■ WORK INSTRUCTIONS
Return every line of the entries that includes the word "below".

■ DATA LISTING
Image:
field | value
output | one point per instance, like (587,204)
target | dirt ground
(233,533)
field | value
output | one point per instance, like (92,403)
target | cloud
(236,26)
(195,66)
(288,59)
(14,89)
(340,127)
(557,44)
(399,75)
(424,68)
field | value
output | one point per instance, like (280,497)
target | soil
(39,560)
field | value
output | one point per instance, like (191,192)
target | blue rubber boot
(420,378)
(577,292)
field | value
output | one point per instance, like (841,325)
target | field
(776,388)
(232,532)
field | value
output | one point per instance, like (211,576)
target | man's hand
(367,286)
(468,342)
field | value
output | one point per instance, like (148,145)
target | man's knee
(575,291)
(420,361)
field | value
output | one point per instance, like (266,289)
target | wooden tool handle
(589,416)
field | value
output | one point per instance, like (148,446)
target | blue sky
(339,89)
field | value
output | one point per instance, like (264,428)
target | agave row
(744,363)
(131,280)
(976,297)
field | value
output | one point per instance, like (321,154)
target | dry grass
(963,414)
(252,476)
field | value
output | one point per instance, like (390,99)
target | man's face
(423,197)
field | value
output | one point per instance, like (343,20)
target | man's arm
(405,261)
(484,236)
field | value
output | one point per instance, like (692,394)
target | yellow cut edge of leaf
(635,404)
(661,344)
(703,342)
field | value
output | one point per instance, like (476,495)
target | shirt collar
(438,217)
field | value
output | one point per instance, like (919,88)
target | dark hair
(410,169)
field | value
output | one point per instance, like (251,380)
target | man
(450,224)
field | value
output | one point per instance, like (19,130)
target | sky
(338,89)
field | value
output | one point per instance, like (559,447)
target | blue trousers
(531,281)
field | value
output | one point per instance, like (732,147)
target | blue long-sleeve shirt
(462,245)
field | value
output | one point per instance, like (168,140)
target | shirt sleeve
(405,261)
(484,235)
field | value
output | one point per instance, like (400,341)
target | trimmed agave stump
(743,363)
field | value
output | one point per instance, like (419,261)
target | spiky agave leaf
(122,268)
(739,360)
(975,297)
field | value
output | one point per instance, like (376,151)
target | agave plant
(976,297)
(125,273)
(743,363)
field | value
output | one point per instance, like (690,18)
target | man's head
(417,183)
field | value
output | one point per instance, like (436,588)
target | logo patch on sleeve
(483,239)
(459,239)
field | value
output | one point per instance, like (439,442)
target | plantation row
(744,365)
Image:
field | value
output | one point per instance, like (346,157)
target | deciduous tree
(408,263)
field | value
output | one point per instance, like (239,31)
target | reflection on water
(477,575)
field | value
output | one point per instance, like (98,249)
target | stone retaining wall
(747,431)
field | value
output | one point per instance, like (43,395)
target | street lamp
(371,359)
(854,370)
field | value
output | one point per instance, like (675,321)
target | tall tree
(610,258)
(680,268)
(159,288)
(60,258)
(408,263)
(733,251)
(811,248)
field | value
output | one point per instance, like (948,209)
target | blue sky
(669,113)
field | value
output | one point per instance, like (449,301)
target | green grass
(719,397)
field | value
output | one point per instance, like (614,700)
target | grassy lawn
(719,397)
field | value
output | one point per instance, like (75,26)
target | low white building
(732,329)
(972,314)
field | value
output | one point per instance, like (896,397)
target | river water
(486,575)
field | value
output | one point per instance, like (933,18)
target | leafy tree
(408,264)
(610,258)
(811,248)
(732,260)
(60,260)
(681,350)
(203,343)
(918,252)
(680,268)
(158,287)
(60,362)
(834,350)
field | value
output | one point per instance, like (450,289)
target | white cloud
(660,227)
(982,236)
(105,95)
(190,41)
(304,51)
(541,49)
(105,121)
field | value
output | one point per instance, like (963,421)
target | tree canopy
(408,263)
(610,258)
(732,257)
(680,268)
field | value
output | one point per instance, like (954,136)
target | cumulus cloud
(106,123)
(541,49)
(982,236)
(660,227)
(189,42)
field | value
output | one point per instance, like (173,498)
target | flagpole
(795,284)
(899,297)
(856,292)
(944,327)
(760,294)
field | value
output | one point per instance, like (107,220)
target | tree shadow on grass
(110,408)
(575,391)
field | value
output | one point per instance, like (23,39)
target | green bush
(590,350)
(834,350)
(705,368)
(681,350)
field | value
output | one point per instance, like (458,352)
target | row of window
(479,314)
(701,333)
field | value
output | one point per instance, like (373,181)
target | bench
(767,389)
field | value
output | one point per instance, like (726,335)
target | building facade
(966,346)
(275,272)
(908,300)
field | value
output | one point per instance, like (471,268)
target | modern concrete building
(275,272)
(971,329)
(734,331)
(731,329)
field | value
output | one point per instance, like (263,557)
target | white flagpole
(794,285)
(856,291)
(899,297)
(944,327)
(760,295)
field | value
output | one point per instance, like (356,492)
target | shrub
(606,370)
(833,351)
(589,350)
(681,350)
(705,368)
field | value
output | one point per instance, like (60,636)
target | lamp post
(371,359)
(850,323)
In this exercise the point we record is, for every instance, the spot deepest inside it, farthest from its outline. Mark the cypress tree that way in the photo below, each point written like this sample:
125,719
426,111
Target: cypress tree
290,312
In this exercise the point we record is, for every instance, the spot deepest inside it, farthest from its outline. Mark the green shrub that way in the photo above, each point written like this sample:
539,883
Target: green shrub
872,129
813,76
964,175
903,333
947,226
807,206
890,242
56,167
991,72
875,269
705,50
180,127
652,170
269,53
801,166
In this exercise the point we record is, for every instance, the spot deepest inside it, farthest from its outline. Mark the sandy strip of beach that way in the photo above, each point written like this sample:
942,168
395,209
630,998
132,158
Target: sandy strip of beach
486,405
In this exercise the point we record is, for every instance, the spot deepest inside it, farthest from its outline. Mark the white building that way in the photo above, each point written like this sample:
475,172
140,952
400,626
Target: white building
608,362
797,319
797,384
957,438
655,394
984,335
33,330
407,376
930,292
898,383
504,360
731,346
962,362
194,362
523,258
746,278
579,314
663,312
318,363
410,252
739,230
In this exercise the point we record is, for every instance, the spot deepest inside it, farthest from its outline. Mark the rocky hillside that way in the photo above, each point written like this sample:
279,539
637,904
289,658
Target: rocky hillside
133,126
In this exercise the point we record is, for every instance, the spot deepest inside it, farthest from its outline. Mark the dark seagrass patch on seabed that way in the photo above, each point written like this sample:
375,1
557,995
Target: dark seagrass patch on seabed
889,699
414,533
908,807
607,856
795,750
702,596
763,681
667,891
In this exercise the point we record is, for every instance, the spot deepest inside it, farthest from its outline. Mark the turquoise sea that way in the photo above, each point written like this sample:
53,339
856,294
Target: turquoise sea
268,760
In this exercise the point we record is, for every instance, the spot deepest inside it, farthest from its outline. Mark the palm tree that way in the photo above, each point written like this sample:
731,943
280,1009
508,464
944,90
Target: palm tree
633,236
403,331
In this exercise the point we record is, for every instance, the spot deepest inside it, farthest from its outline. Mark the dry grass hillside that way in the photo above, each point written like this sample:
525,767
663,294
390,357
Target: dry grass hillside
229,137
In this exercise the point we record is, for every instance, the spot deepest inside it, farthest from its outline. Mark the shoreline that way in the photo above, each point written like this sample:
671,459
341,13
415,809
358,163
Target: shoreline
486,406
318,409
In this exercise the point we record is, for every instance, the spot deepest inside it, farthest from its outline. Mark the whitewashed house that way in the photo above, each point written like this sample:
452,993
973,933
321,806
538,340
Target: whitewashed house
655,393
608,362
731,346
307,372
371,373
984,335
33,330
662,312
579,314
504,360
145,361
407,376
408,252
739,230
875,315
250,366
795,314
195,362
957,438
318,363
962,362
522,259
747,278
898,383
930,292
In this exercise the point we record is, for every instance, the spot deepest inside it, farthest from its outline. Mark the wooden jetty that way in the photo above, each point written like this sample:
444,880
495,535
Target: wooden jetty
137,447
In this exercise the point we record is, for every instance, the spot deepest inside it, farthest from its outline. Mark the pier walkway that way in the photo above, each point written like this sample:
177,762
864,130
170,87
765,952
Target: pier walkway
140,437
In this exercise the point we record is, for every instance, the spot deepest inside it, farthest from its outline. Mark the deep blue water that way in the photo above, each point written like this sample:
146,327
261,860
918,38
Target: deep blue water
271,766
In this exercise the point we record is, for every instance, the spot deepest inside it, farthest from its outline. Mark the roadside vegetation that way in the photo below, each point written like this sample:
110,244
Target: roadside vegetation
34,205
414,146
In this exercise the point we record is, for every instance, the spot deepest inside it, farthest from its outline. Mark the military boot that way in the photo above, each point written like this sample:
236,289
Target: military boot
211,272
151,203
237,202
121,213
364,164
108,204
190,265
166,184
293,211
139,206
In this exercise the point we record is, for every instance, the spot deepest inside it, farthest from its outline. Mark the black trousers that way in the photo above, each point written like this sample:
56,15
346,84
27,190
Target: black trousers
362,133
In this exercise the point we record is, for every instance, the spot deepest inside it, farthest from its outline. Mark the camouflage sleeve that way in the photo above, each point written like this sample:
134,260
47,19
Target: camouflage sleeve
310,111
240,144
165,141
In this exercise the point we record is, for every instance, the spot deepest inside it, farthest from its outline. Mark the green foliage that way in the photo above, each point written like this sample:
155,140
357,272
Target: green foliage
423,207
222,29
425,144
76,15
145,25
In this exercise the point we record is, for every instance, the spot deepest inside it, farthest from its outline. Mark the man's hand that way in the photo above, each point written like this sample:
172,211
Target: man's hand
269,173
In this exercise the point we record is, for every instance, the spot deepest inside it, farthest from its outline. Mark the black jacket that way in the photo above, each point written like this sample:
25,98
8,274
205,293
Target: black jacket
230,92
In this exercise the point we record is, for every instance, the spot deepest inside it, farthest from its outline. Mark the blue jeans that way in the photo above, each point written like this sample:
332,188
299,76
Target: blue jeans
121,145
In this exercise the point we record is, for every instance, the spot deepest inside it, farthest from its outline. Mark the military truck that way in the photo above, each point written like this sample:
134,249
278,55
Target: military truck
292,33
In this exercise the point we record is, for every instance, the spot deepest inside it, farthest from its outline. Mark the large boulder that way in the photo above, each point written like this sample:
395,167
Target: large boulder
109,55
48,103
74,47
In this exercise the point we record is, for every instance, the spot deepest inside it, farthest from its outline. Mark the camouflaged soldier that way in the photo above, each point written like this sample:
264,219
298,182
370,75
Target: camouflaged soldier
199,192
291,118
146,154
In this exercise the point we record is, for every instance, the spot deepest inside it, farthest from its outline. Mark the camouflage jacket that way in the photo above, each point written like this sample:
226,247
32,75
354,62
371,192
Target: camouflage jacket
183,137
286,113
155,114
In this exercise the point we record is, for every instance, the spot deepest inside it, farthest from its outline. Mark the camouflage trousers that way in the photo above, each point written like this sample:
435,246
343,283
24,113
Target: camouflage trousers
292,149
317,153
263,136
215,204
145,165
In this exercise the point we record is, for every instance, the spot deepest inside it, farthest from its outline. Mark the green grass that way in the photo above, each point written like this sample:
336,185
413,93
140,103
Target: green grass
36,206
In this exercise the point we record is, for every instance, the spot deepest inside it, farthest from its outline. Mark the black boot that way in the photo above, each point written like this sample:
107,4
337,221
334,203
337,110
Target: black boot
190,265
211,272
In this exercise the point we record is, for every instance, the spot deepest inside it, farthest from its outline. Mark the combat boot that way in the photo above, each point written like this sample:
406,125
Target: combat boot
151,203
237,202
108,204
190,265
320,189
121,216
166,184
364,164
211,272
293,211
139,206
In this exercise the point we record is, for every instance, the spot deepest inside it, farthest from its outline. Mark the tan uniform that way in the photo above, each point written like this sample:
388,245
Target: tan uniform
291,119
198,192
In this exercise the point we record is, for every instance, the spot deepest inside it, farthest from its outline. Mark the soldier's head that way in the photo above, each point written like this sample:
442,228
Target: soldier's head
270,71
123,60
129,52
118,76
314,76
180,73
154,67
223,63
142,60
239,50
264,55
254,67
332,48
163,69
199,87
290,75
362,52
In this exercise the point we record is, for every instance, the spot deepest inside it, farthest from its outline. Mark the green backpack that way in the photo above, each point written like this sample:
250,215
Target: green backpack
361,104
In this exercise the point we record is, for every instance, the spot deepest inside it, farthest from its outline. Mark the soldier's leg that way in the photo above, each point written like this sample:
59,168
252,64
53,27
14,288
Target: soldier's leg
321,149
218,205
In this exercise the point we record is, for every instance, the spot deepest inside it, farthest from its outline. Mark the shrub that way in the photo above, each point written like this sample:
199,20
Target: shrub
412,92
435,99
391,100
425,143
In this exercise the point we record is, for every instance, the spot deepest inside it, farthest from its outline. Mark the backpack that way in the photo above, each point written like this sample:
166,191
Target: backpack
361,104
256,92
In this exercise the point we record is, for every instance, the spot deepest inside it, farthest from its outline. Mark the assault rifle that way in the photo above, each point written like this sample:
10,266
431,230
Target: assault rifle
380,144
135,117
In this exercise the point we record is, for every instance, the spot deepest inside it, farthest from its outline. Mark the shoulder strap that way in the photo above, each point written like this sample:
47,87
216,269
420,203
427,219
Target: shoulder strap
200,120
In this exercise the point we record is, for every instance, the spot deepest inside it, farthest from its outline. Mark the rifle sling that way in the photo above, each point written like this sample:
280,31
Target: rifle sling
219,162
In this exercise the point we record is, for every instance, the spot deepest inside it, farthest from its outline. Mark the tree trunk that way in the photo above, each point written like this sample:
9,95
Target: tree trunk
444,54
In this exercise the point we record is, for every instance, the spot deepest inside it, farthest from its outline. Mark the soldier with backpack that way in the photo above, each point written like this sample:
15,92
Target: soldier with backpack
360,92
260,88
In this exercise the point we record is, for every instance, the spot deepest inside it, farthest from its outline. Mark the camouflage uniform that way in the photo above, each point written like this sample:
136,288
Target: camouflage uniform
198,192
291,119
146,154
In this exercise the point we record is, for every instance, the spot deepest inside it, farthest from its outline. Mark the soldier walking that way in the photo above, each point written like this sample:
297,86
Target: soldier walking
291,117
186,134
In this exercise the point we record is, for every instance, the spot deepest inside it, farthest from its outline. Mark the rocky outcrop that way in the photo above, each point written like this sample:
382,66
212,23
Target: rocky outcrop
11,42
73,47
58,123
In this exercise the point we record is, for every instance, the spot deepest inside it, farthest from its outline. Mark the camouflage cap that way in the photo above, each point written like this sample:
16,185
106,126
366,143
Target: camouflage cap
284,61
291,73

■ EXPECTED ANSWER
In this exercise the point we record is, for every instance, the spot deepest inside it, farthest from its outline. Mark the cypress tree that way in the photo below, each point written like this sample:
In this exercise the point we record is, for every instance, the spot deepest inside it, farthest from its outline. Mark the roadside vegetation that way in the photo below, each point written like this sample:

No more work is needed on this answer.